** FRAGMENTO **
'''

La gente quería ver el milagro de tantas oraciones
Un día de mayo de 2004, al amanecer, tres amigos salieron a pescar en el mar de La Sabana, en las costas de La Guaira. Estaban en altamar cuando el motor de la embarcación en la que iban estalló. Al caer la noche, en el pueblo se extrañaron porque no volvían. Y entonces comenzaron a buscarlos.
ILUSTRACIONES: WALTHER SORG
Durante la temporada de lluvias, que abarca el segundo trimestre del año, el mar de La Sabana se transforma. Deja de ser sereno y verdeazulado, y se transforma en aguas de imponentes olas grisáceas, que amenazan con tragarse a quien se atreva a meterse en ellas.
Así se encontraba aquel 7 de mayo de 2004, cuando Pocholo, Cheta y Chapu salieron, como cada mañana, a pescar ojón: encendieron el motor, que rugió con fuerza, y se adentraron en el mar a gran velocidad. Los tres amigos se dirigían a El Ensillado, a 19 millas náuticas de La Sabana, el pueblo de La Guaira en el que crecieron. Allí, donde no hay grandes rocas, islas ni nada más que cielo y mar, podían lograr una buena pesca.
Pero Pocholo lanzaba su nylon una y otra vez, sin éxito. Cheta y Chapu tampoco tenían buenos resultados. “Mejor nos movemos a otro lado”, les dijo a eso de las 10:45. Tomó la cuerda del ancla y tiró hasta subirla. Fue hacia la parte trasera de la lancha y, en ese instante, una repentina explosión lo hizo tambalear. Del motor salió una nube de humo gris, y comenzó a oler a combustible quemado.
Con el corazón ahogando su garganta, Pocholo intentó ponerlo, pero el botón de encendido estaba completamente dañado. Allí, lejos de la costa, en medio de la nada, se dispuso a intentar repararlo. Mientras, con las frentes empapadas en sudor y las manos rasgadas de callos, Cheta y Chapu lanzaron el ancla buscando quedar nuevamente fijados, pero la cuerda ya no llegaba: la brisa y la corriente los habían arrastrado a una profundidad mucho mayor.
En el pueblo, a muchos kilómetros más allá, el sol alcanzaba su punto más alto antes de empezar a descender. A las 4:00 de la tarde, todas las embarcaciones que habían salido en la mañana ya habían vuelto, excepto la de Pocholo, Cheta y Chapu.
—Esos se quedaron por ahí jodiendo —comentó José Alfredo, un vecino— ya deben estar por regresar.
—No sé, mira el sol, ya por aquellos lares tuvo que haber bajado —respondió el pescador a su lado— y Pocholo sabe que la marea sube duro en estos meses.
—Bueno, vamos a esperarlo hasta las 6:00 de la tarde, si no salimos a buscarlos— dijo José Alfredo, más cauteloso, observando las enormes olas que se formaban, y la corriente que anunciaba la llegada de la noche.
Cuando finalmente se puso el sol, ya no eran solo dos pescadores quienes esperaban viendo el horizonte. Otros tantos se habían unido. Comentaban sus teorías sobre el retraso de los tres amigos y cómo organizarse para salir a rescatarlos.
Ni durante la noche, la madrugada, o la mañana siguiente, Pocholo, Cheta y Chapu regresaron.

'''

** MATERIAL **

'''

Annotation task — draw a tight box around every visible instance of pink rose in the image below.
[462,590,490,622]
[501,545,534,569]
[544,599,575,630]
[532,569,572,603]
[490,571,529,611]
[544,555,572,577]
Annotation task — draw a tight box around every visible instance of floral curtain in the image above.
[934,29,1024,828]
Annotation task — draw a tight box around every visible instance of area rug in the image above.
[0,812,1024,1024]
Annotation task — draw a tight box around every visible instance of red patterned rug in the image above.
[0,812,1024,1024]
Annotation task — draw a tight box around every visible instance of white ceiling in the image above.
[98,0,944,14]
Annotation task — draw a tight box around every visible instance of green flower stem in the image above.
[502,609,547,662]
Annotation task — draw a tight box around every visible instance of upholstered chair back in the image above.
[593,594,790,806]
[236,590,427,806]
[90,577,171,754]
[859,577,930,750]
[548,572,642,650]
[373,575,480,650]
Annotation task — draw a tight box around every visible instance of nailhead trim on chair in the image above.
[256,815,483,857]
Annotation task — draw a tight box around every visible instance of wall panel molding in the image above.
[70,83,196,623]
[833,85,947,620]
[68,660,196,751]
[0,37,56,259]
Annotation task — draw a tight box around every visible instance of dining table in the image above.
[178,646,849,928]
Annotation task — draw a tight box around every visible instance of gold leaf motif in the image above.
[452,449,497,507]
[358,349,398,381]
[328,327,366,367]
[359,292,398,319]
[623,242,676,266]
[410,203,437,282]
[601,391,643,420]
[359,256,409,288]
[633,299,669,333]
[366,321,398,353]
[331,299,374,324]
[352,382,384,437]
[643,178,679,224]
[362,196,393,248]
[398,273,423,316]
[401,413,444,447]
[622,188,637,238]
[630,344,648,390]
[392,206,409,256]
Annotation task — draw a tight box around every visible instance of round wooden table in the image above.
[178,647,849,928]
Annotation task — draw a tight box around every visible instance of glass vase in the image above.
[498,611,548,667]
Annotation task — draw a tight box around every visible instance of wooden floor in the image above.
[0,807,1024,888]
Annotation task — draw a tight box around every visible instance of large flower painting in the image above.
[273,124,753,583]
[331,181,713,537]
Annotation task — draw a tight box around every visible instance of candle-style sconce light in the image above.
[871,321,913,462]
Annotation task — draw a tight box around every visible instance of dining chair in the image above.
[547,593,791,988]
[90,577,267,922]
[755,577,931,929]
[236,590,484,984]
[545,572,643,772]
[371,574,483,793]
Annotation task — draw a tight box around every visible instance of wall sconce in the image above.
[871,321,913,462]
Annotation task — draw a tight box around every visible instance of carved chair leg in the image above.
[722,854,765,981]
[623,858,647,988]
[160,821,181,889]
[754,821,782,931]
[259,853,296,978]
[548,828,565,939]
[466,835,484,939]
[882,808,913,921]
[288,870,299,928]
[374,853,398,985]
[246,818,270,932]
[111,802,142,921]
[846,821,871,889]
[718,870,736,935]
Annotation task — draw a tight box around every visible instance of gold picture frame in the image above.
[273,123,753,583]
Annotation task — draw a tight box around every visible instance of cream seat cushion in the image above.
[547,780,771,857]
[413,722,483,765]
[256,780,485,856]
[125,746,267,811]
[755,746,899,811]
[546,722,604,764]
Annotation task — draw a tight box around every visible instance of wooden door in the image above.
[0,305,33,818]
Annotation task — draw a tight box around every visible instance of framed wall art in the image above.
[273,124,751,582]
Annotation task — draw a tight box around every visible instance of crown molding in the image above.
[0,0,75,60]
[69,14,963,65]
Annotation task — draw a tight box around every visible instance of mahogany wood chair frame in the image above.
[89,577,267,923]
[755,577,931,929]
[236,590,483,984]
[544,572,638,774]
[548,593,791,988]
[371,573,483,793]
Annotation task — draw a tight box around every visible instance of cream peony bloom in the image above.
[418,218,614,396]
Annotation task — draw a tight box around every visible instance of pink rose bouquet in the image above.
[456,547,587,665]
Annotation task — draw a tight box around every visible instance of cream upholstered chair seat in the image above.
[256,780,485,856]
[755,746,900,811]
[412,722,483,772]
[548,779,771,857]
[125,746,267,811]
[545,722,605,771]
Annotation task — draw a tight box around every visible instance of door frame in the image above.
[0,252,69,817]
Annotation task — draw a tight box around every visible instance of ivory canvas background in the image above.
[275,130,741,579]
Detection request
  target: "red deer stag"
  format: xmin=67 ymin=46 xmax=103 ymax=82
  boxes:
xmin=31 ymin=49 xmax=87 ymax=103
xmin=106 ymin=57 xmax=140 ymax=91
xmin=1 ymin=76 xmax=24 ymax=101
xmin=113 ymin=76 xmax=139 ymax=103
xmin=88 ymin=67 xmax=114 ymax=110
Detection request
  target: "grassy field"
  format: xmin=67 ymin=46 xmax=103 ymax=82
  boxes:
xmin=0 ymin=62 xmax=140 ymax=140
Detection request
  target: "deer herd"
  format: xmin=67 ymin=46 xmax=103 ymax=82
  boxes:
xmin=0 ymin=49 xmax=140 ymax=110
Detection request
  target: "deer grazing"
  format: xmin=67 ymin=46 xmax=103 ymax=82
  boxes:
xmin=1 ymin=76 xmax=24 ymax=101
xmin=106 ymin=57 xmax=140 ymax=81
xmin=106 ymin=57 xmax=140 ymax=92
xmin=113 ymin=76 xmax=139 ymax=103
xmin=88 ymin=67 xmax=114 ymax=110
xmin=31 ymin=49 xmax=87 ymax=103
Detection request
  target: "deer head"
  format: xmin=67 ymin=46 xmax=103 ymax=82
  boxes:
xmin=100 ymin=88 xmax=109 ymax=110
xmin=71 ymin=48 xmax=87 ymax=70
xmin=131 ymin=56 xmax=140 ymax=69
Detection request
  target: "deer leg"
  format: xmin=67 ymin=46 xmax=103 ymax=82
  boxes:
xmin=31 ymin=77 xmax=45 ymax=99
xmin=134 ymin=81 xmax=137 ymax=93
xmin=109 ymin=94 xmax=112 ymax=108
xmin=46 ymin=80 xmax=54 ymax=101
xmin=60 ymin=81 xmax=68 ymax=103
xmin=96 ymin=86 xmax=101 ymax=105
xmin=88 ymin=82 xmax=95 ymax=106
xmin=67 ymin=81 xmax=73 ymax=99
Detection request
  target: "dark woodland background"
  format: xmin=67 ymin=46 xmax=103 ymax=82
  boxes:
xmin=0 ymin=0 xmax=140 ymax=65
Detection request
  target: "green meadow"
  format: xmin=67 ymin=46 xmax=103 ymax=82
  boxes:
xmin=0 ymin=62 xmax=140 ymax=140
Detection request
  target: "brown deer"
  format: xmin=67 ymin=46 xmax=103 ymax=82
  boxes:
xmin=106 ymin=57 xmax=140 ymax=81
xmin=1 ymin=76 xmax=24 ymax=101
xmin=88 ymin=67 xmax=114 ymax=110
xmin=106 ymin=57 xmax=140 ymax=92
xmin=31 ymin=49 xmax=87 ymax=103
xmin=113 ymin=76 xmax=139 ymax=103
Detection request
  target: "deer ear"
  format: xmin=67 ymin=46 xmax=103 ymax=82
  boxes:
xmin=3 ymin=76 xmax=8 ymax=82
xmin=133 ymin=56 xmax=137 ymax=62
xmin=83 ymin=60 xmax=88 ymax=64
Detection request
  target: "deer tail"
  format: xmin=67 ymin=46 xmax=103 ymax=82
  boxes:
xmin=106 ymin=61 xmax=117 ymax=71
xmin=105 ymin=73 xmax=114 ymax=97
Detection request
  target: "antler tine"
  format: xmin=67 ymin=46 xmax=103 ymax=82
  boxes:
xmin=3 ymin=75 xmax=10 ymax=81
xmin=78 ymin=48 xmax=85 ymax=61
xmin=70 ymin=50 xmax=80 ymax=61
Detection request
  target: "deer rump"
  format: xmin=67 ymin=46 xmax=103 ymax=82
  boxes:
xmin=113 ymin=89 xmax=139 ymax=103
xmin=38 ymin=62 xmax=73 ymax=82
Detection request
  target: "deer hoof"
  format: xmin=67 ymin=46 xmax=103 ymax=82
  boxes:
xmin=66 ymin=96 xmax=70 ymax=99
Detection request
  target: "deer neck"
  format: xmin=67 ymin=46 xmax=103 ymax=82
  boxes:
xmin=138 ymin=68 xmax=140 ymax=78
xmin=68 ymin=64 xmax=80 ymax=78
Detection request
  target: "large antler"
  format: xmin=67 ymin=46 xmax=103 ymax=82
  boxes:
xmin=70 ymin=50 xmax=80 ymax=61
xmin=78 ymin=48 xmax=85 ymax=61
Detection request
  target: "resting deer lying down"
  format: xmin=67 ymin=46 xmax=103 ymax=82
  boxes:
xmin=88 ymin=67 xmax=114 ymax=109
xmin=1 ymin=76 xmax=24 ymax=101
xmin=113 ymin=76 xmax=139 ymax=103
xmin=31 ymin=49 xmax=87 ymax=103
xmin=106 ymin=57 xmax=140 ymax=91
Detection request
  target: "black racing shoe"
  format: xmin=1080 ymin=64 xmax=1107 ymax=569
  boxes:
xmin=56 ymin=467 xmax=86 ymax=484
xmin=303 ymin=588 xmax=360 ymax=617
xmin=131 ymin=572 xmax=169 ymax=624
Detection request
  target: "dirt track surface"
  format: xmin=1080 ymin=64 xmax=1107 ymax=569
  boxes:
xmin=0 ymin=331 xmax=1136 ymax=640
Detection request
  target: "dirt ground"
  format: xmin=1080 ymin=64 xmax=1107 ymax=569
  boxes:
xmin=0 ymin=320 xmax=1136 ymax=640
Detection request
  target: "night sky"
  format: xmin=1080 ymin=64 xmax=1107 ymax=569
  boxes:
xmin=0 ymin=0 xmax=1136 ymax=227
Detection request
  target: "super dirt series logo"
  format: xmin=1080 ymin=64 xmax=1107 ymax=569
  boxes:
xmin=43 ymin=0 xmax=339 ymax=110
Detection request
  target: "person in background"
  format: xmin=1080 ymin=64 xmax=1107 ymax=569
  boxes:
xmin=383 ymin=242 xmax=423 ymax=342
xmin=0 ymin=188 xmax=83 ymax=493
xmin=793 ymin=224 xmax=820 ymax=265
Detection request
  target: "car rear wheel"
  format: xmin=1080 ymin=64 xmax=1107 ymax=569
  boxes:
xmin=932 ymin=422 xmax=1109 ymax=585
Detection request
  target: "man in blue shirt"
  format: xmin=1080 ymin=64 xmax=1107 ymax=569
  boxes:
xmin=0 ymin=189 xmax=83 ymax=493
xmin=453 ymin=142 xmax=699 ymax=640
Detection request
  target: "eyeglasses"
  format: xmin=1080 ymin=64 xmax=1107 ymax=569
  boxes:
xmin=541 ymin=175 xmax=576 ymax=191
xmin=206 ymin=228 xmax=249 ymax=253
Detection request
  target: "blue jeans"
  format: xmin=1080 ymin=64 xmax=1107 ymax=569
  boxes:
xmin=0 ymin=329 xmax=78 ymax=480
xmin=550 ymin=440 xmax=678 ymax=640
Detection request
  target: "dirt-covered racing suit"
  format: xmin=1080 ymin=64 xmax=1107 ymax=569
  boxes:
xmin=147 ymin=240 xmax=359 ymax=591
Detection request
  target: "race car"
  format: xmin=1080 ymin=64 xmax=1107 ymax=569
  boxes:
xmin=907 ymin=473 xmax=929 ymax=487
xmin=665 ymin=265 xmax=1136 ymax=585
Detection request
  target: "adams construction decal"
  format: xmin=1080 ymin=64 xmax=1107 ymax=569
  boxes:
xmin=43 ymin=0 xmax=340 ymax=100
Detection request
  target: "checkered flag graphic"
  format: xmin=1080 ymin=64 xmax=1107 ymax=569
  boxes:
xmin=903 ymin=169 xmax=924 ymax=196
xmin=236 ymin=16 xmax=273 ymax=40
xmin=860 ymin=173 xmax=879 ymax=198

'''

** CONSIGNA A **
Responde según el fragmento:
(i) ¿Qué salieron a pescar Pocholo, Cheta y Chapu el 7 de mayo de 2004?
(ii) ¿A cuántas millas náuticas de La Sabana se encuentra El Ensillado?
(iii) ¿Hasta qué hora propuso José Alfredo esperar antes de salir a buscarlos?
** CONSIGNA B **
Transcribe el pasaje del fragmento que va desde "En el pueblo, a" hasta "estar por regresar.", ambos incluidos.

** SOLUCIÓN A **
(i) Ojón.
(ii) A 19 millas náuticas.
(iii) Hasta las 6:00 de la tarde.

** SOLUCIÓN B **
En el pueblo, a muchos kilómetros más allá, el sol alcanzaba su punto más alto antes de empezar a descender. A las 4:00 de la tarde, todas las embarcaciones que habían salido en la mañana ya habían vuelto, excepto la de Pocholo, Cheta y Chapu.
—Esos se quedaron por ahí jodiendo —comentó José Alfredo, un vecino— ya deben estar por regresar.